How many of the lines below contain the word "this"? Give only the number.

--------------------------------------------------

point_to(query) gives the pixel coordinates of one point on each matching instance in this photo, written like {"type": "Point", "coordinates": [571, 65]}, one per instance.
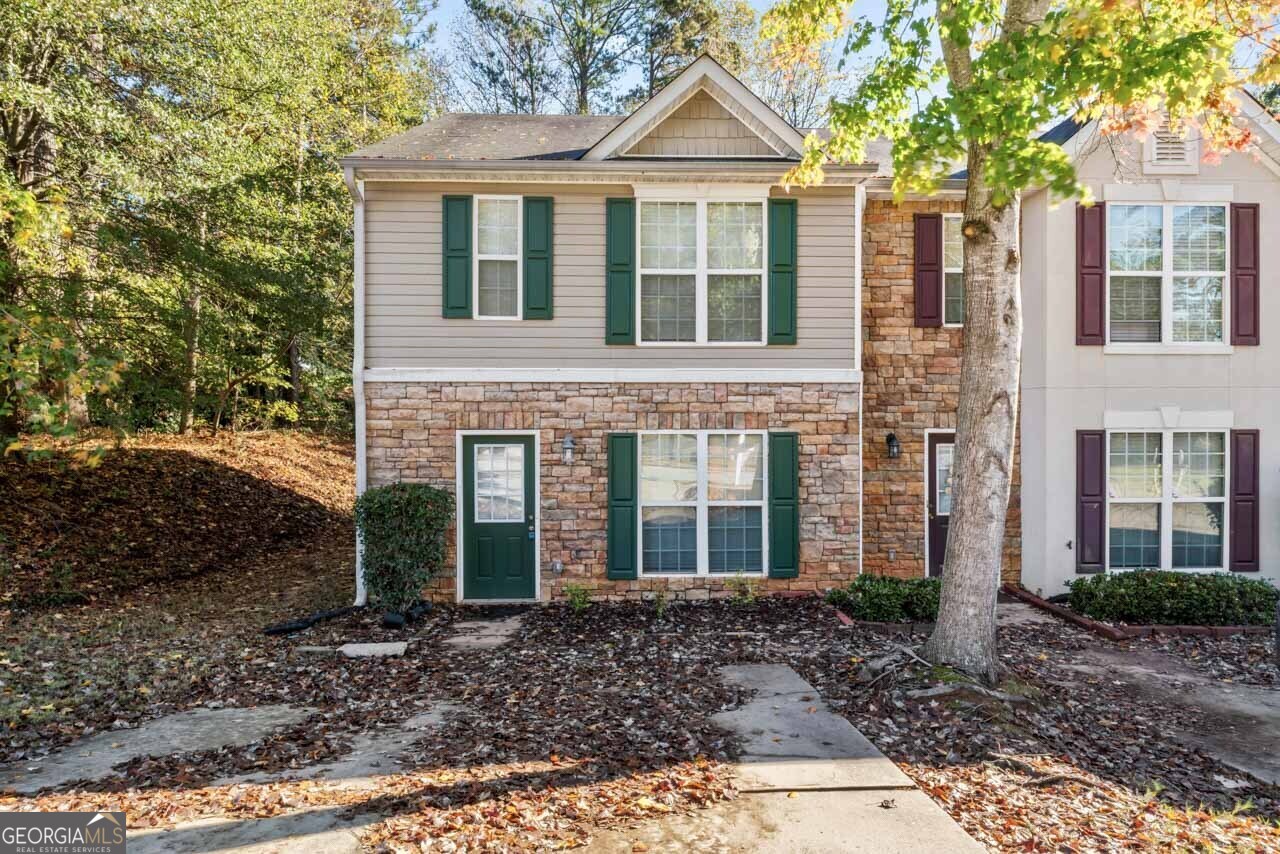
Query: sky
{"type": "Point", "coordinates": [449, 10]}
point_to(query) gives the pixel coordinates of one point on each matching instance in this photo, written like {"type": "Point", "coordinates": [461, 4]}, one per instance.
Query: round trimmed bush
{"type": "Point", "coordinates": [402, 533]}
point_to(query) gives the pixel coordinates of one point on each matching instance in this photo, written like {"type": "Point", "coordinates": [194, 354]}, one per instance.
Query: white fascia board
{"type": "Point", "coordinates": [672, 375]}
{"type": "Point", "coordinates": [677, 92]}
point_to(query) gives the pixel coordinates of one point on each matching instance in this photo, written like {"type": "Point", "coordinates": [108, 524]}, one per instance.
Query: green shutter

--------------------------------------------------

-- WRITTEN RESPONSE --
4